Records:
<<<<

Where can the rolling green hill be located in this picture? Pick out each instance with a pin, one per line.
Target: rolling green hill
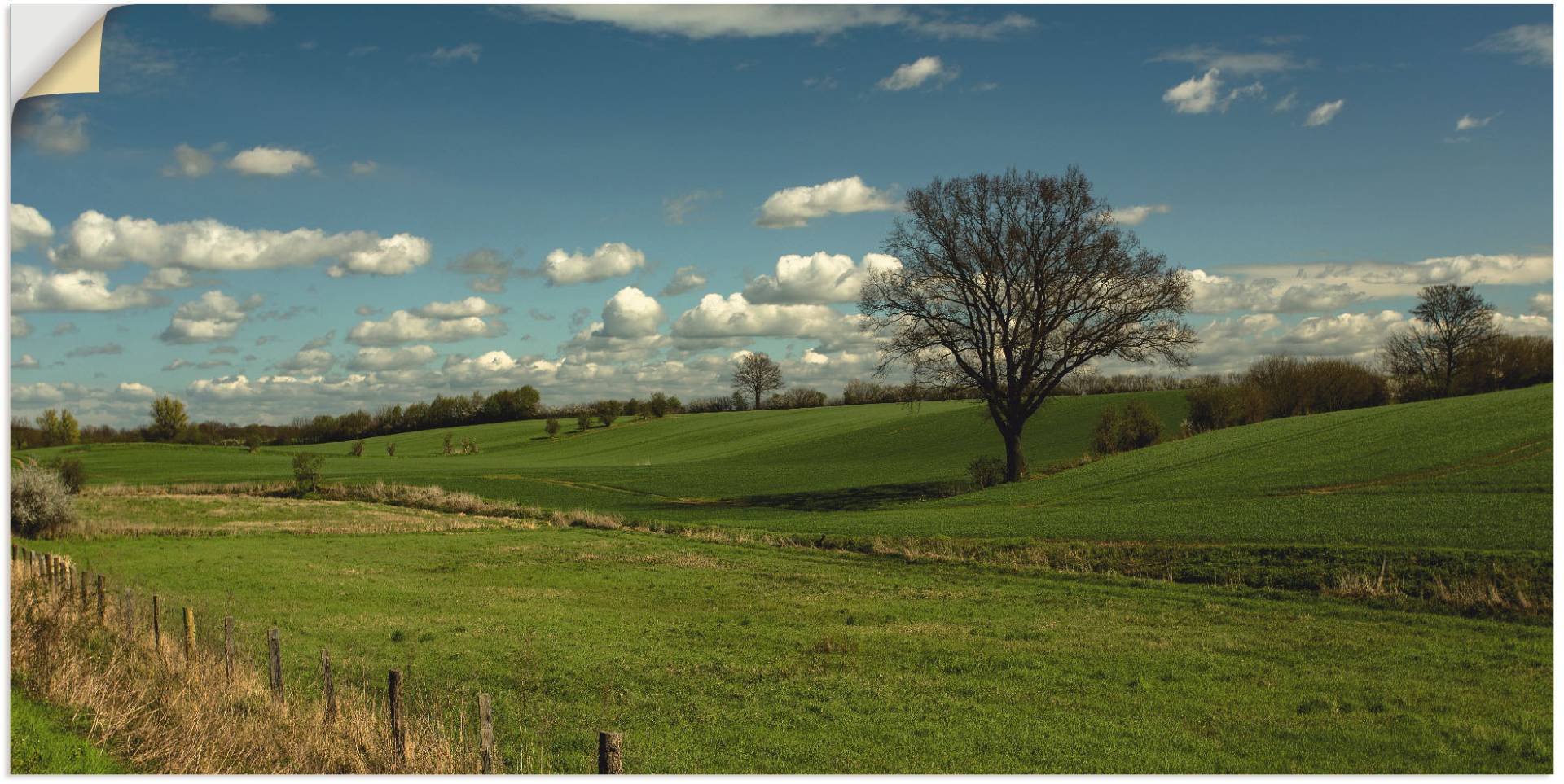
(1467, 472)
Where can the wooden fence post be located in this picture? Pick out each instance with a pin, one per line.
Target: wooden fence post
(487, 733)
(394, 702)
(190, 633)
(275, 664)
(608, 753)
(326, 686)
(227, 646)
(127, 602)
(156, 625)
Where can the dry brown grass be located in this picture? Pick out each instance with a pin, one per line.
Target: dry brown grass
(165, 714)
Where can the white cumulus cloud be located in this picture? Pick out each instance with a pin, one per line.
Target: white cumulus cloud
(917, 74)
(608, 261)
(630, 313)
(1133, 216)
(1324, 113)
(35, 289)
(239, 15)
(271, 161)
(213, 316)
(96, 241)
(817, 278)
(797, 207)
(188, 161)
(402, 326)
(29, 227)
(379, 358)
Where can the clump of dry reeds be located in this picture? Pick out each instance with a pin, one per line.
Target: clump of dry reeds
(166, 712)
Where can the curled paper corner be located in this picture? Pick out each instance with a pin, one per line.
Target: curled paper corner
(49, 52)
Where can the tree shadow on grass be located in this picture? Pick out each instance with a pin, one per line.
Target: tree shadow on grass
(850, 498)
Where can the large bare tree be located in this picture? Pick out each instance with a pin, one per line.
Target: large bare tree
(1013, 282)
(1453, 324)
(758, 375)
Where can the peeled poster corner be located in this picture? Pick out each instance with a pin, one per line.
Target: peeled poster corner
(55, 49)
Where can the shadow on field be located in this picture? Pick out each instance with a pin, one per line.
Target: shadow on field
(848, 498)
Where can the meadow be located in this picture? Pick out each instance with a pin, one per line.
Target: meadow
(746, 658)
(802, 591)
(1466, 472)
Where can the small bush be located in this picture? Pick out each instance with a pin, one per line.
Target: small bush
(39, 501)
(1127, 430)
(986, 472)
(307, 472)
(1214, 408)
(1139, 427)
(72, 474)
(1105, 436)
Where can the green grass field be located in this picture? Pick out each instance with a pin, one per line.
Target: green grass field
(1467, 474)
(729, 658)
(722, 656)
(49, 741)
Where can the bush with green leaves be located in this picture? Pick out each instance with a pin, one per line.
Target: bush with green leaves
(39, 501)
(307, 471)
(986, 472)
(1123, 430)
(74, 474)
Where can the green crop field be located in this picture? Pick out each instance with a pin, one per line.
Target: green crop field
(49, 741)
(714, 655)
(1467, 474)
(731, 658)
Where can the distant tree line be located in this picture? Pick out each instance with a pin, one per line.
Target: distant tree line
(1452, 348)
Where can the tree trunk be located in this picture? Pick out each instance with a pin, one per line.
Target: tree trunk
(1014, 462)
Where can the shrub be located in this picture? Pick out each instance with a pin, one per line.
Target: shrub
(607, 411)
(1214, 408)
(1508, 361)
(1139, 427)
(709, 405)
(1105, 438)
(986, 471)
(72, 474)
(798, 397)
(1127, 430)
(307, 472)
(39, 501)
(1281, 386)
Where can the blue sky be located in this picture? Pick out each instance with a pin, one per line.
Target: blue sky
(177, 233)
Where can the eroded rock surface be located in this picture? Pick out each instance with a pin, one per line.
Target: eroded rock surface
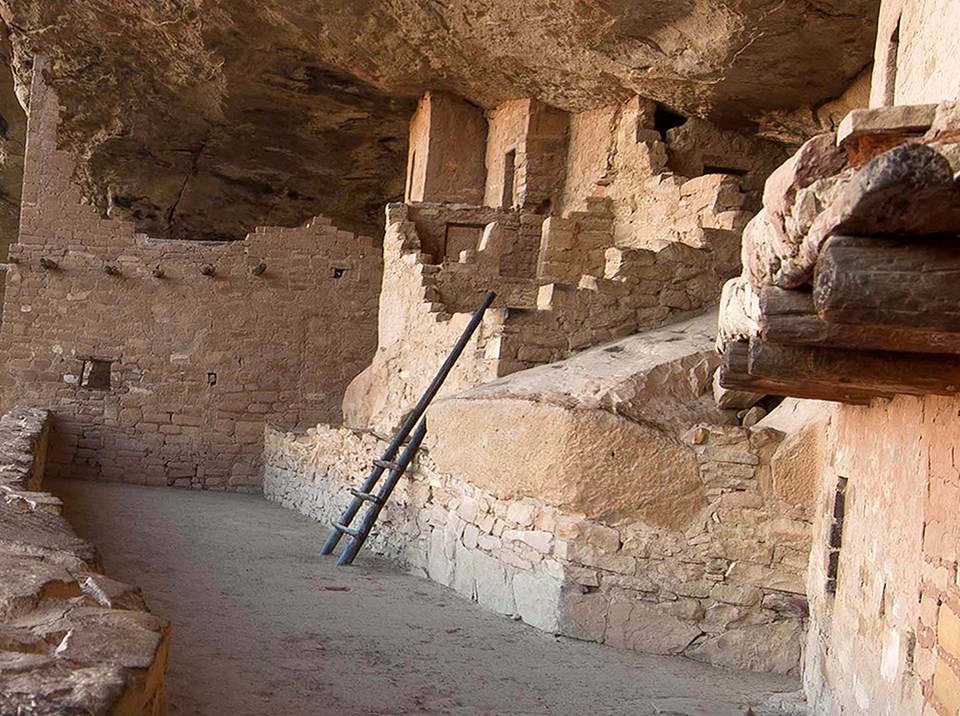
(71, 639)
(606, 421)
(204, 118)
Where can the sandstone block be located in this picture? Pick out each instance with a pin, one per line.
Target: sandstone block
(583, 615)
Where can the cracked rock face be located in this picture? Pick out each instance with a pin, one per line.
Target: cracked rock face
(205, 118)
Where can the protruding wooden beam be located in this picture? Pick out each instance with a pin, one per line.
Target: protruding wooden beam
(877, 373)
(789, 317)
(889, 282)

>>>>

Reproduce each line from the line with "Where can the distant" up to and including the last line of the records, keeping the requests. Multiply every point coordinate in the answers by 0.65, round to whole numbers with halves going up, and leave the picture markers out.

→ Solution to this exercise
Where can the distant tree line be located in this picture? Pick out each instance with a pin, one per line.
Target: distant tree line
(944, 226)
Where can the tree trunk be located in this picture? Pick out each instance with a pin, one per line.
Target: tree trunk
(659, 300)
Where can the shrub be located in this picture? Pick out each instance with a pin, one per line.
Target: shrub
(395, 267)
(789, 265)
(980, 235)
(740, 278)
(461, 263)
(718, 285)
(641, 306)
(47, 308)
(519, 258)
(733, 280)
(200, 307)
(25, 326)
(833, 251)
Where can the blue sky be located in this picture? Pick out each instance with a pin, one per line.
Target: blue sky
(115, 151)
Where can the eroded rock surface be located in this picture? Pick out each instance with a pin, one per line.
Target: eroded rock surface
(46, 415)
(394, 274)
(133, 77)
Where can the sandstone block be located in this picture? Pick out each instance with a pin, one per line.
Target: sandstone block
(379, 400)
Where can the cracked rock face be located in this picture? Pick out each instance with a pin, one per line.
Target: cracked rock face
(133, 77)
Where can the protruding wooden beam be located in this picture? Pick out each instance with a pin, one per line.
Target: protruding wooden beam
(570, 242)
(513, 206)
(578, 183)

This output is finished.